§ To-do list
1) Rewrite the earnings call passage from "So that's very" to "Absolutely.", putting "dividends" in place of "distributions".
2) Using the earnings call transcript, explain in one to three sentences why the CEO told the STP plant managers to take a few extra days on the repairs if needed.
3) Carry the earnings call transcript on from the point where it stops.

---------- Extract to read

I think those are probably the two most likely categories but we're continuing to evaluate those and like I say, I think as we get closer to COD and we are on the precipice right now, those opportunities will present themselves more readily.
- Analyst
That's awesome, thank you.
And second question is around STP Unit 2. What's left to do on that project in order for it to come back in early May?
- President and CEO
Mauricio?
- COO
Hi, Neil.
So right now we're working on reblading the turbine, the ones that were damaged and we remain on track to be operational and available prior to the summer.
So right now, our estimate is the beginning of May.
- President and CEO
And Neal, Mauricio makes an important point there and it's one of the points that sort of showed up in our availability figures for 2012 as well.
There's not much money to be made, to be frank, in the generation business during the shoulder seasons, but we are obviously focused like a laser beam on the conditions in Texas this summer.
So the instructions we've given to the plant management at STP is obviously we want you to make these repairs as quickly as you can but the most important thing is that you need to be there for the Texas summer, reliably operating so if it takes an extra few days, take those extra days.
So that's very much the sort of marching orders there.
- Analyst
That makes a lot of sense, thank you.
Operator
Julien Dumoulin-Smith, UBS.
- Analyst
Excellent.
So first, just following up on the GenOn subsidiary, talking about distributions and what expectations are, I know you commented already a little about debt pay down but broadly speaking, what kind of distribution should we be looking for over this year and coming or what's your stated policy if you will?
- President and CEO
Julien, just to make sure, the question has to do with distributions up from the GenOn subsidiary up to parent NRG and what you should expect in that front, is that what you're saying?
- Analyst
Absolutely.
- President and CEO
Okay, Kirk?
- CFO
Well first of all, Julien, as I think you probably are aware that there are RP constraints, or restricted payments calculations, largely similar to those in our own NRG indentures on the GenOn unsecured notes, and the impact of that is -- and I think we make this clear in our annual disclosure this year and we talked about this before -- there's about a $250 million basket that currently exists for distributions to NRG.
Clearly, we're now, of course, the only shareholder at this point.
Beyond that, there is an inter company agreement for shared services between GenOn and NRG where the way to think about it is the task and responsibility that we formally performed and represented by GenOn standalone G&A are now being performed by NRG, and there is an inter company payment for those services provided by NRG to GenOn.
Beyond that, there is an inter company revolving credit facility relationship between the two and there are certain elements of the GenOn operations which are currently -- which are not related to the specific physical assets which are now being performed at the NRG level.
So it's a combination of there are changes in the operations in terms of the flows but in terms of degrees of freedom, with that $250 million basket combined with the significant payment annually that is basically a G&A compensation payment, that is the way to think about the flows between the two from a distribution standpoint.
Hopefully that addresses your question.
- Analyst
Yes, thank you.
Then just following up on the capital allocation broadly speaking, seems like you have a number of organic investment opportunities this year I'm thinking specifically Astoria and LCAP contract still outstanding.
How do you think about potentially pursuing those opportunities exposed this year?

--------------------
---------- Dataset excerpts

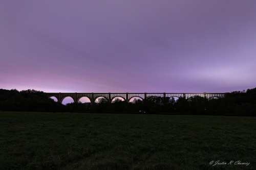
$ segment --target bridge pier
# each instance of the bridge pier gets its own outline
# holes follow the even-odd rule
[[[116,97],[121,97],[125,101],[129,101],[134,97],[140,98],[142,100],[146,99],[147,96],[156,96],[166,98],[177,97],[188,99],[194,96],[200,96],[206,99],[210,99],[212,98],[223,98],[225,97],[225,93],[45,93],[49,98],[55,97],[58,100],[57,102],[61,103],[62,100],[66,97],[71,97],[74,100],[74,102],[78,102],[79,99],[82,97],[87,97],[91,103],[95,102],[96,98],[104,97],[106,99],[108,102],[111,103],[112,99]]]

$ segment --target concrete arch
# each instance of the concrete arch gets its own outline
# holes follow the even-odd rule
[[[116,98],[122,98],[122,99],[123,99],[123,101],[125,101],[125,99],[123,98],[123,97],[122,97],[122,96],[121,96],[117,95],[117,96],[114,96],[114,97],[112,98],[112,99],[111,99],[111,103],[113,102],[113,100],[114,100],[114,99]]]
[[[181,96],[176,96],[176,95],[173,95],[173,96],[169,96],[169,98],[177,98],[178,99],[180,99],[180,98],[182,98]]]
[[[218,99],[220,99],[220,96],[213,96],[209,98],[209,100],[214,99],[215,98],[217,98]]]
[[[97,103],[97,102],[96,102],[96,100],[97,100],[97,99],[99,99],[99,98],[104,98],[105,99],[106,99],[106,100],[108,101],[108,102],[109,102],[109,99],[108,99],[108,98],[106,98],[106,97],[103,96],[97,96],[97,97],[95,98],[93,100],[93,102],[94,102],[94,103]]]
[[[55,100],[54,100],[53,99],[52,99],[52,98],[56,98],[56,101],[55,101]],[[50,97],[49,97],[49,99],[51,99],[53,100],[54,101],[54,102],[58,102],[58,98],[57,98],[56,96],[50,96]]]
[[[86,95],[81,96],[79,97],[78,99],[77,99],[77,102],[78,102],[79,100],[80,100],[81,98],[84,98],[84,97],[88,98],[90,100],[90,102],[92,103],[92,99],[91,99],[91,98],[89,98],[89,96],[86,96]]]
[[[135,95],[135,96],[132,96],[132,98],[130,98],[129,99],[129,100],[128,100],[128,102],[130,102],[130,101],[131,101],[131,100],[132,99],[133,99],[133,98],[140,98],[140,99],[141,99],[141,100],[142,100],[142,101],[143,101],[143,100],[144,100],[143,99],[142,99],[142,98],[140,97],[139,96]]]
[[[61,104],[62,104],[63,100],[64,99],[65,99],[65,98],[68,98],[68,97],[71,98],[73,99],[73,100],[74,101],[74,102],[75,102],[75,99],[74,99],[74,98],[73,98],[72,96],[64,96],[64,97],[60,99],[60,103]]]

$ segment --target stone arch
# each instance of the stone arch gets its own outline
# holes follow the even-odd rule
[[[98,99],[99,99],[99,98],[104,98],[105,99],[105,100],[106,100],[108,101],[108,102],[109,101],[109,100],[108,99],[108,98],[106,98],[106,97],[105,96],[97,96],[96,98],[95,98],[94,99],[94,103],[97,103],[97,102],[96,102],[96,100]]]
[[[209,98],[209,100],[212,100],[212,99],[220,99],[220,97],[218,96],[212,96],[210,98]]]
[[[72,98],[72,96],[65,96],[64,97],[63,97],[62,98],[61,98],[61,99],[60,99],[60,103],[63,104],[62,104],[62,102],[63,102],[63,101],[67,98],[71,98],[72,99],[73,99],[73,101],[74,101],[73,102],[75,102],[75,99],[74,99],[74,98]]]
[[[141,97],[140,97],[139,96],[137,96],[137,95],[135,95],[135,96],[132,96],[132,98],[130,98],[129,100],[128,100],[128,102],[130,102],[130,101],[132,99],[134,98],[140,98],[140,99],[141,99],[141,100],[143,101],[143,99],[142,99],[142,98]]]
[[[181,96],[176,96],[176,95],[174,95],[174,96],[171,96],[169,97],[170,99],[171,98],[174,98],[174,100],[175,101],[175,102],[177,101],[179,99],[180,99],[180,98],[182,98]]]
[[[53,99],[53,98],[55,98],[55,99]],[[57,98],[56,96],[50,96],[49,97],[50,99],[52,99],[54,101],[54,102],[58,102],[58,98]]]
[[[115,98],[121,98],[121,99],[122,99],[124,101],[125,101],[125,99],[123,98],[123,97],[122,97],[121,96],[117,95],[117,96],[115,96],[112,98],[112,99],[111,99],[111,103],[112,103],[113,102],[114,102],[114,99],[115,99]]]
[[[90,100],[90,102],[91,103],[92,103],[92,99],[91,99],[90,98],[89,98],[89,96],[86,96],[86,95],[83,95],[83,96],[81,96],[79,97],[78,99],[77,99],[77,102],[79,102],[79,101],[81,99],[82,99],[82,98],[88,98],[88,99],[89,99],[89,100]]]

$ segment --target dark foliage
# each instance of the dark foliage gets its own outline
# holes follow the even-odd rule
[[[63,105],[35,90],[18,91],[0,89],[0,110],[46,112],[185,113],[189,114],[256,115],[256,88],[226,93],[222,99],[208,100],[199,96],[189,99],[148,96],[143,101],[127,103],[118,99],[110,103],[72,103]]]

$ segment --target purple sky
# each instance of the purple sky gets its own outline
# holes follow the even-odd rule
[[[256,1],[0,1],[0,88],[256,87]]]

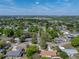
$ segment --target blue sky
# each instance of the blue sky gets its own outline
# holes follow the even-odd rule
[[[79,0],[0,0],[0,15],[79,15]]]

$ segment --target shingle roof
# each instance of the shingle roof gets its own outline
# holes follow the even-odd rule
[[[7,57],[20,57],[22,55],[22,53],[23,53],[22,50],[19,49],[17,51],[9,51],[9,52],[7,52],[6,56]]]
[[[45,50],[42,50],[40,52],[40,55],[41,56],[56,56],[56,51],[45,51]]]

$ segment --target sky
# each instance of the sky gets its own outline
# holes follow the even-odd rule
[[[79,15],[79,0],[0,0],[0,15]]]

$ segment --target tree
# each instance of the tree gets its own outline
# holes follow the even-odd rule
[[[36,52],[38,52],[38,48],[34,45],[29,46],[25,49],[27,57],[32,57]]]
[[[47,45],[46,45],[46,39],[47,39],[47,36],[46,36],[46,33],[45,32],[41,32],[41,39],[40,39],[40,46],[41,48],[43,49],[46,49]]]
[[[79,46],[79,36],[78,37],[75,37],[71,40],[71,44],[76,47],[76,46]]]
[[[37,43],[36,33],[34,33],[34,32],[32,32],[32,43],[33,44]]]
[[[20,42],[25,42],[25,35],[22,35],[22,36],[20,37]]]
[[[4,55],[2,53],[0,53],[0,59],[3,59]]]
[[[38,27],[37,26],[31,26],[28,30],[29,32],[38,32]]]
[[[3,40],[0,40],[0,48],[3,48],[5,46],[5,42]]]

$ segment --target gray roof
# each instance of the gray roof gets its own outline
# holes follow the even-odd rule
[[[23,51],[21,49],[18,49],[17,51],[9,51],[7,52],[7,57],[21,57],[23,54]]]
[[[64,52],[66,52],[68,56],[73,56],[78,53],[76,49],[64,49]]]

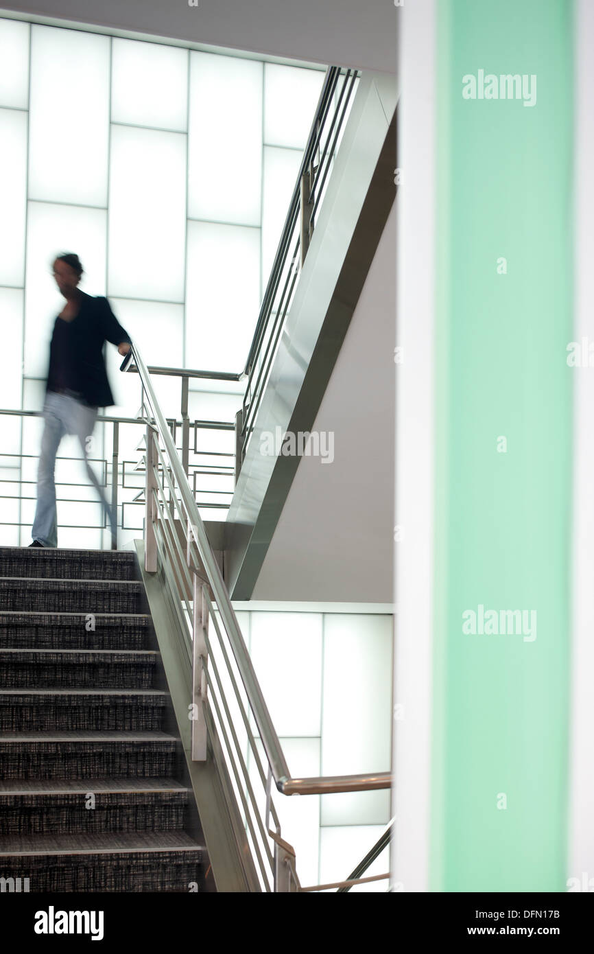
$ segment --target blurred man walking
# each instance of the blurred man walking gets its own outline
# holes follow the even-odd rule
[[[87,473],[101,499],[112,529],[112,550],[117,549],[117,514],[108,503],[88,456],[97,408],[113,404],[102,348],[105,341],[121,355],[132,341],[106,298],[92,298],[78,288],[83,267],[77,255],[65,252],[53,261],[53,278],[66,299],[55,320],[50,345],[50,365],[43,406],[44,431],[37,472],[37,508],[30,547],[57,547],[55,455],[66,434],[75,434]]]

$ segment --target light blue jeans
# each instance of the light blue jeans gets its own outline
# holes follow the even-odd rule
[[[41,438],[41,452],[37,469],[37,508],[31,529],[33,540],[39,540],[44,547],[57,547],[58,529],[55,507],[55,455],[60,441],[66,434],[75,434],[80,442],[87,473],[101,499],[104,516],[112,529],[112,536],[117,532],[117,520],[111,505],[89,463],[87,439],[92,434],[97,419],[97,408],[88,407],[69,394],[47,391],[43,405],[45,420]]]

--------------------

§ Solved problems
1)
So that's very much the sort of marching orders there.
- Analyst
That makes a lot of sense, thank you.
Operator
Julien Dumoulin-Smith, UBS.
- Analyst
Excellent.
So first, just following up on the GenOn subsidiary, talking about dividends and what expectations are, I know you commented already a little about debt pay down but broadly speaking, what kind of distribution should we be looking for over this year and coming or what's your stated policy if you will?
- President and CEO
Julien, just to make sure, the question has to do with dividends up from the GenOn subsidiary up to parent NRG and what you should expect in that front, is that what you're saying?
- Analyst
Absolutely.

2) Little money is made in generation during the shoulder seasons, and the company is focused on conditions in Texas this summer. So the most important thing is for the unit to be there and operating reliably for the Texas summer, even if the repairs take a few extra days.

3)
- President and CEO
The sort of development in the conventional space is the province of our regional presidents and we think we have a competitive advantage in terms of repowering at our existing sites with the cost savings and the location advantages on the grid, projects like Astoria which I think is still the only fully permitted new project in the New York City zone.
Someone give us a credit worthy PPA and we're off to the races.
The one thing I would say, of course, is that this goes back to the question of capital available for allocation.
On the conventional side, obviously building new power plants is an expensive proposition but with long term PPAs and project financed debt and the equity sort of going in over the two to three year construction period, it's not likely actually to consume an enormous amount of our capital in 2013, so we would like to do as much as we can in terms of repowering, revitalizing at our existing sites and certainly Astoria is one of our top priorities for 2013.
- Analyst
Great, thank you.
- President and CEO
Thanks.
Operator
Keith Stanley, Deutsche Bank.
- Analyst
Good morning.
In New York, can you talk about your expectations for capacity pricing as it looks like they're raising their reserve margin and also the local capacity requirement in New York City, so any sort of directional expectation on prices there?
And then also, just could you remind me, do you generally hedge New York capacity price as much in advance or should we assume you receive close to the auction prices going forward?
- President and CEO
Okay, Mauricio?
- COO
Yes, good morning, Keith.
We manage our capacity in a similar way as we do our energy, opportunistically and exerting some sort of market view.
So I think we already pointed out that in retrospect that a reserve margin requirement increase from 16% to 17% in New York City, the location capacity requirement actually moved up much higher than that, 83% to 86%.
So the combination of that and then some retirement that we have seen, particularly around [advanced camera], really pushed off both New York City and retro state prices, significantly in 2013.
We said in a couple of calls ago that we remain bullish New York that we felt that the supply demand balance could have shifted fairly quickly by changes in the supply stack.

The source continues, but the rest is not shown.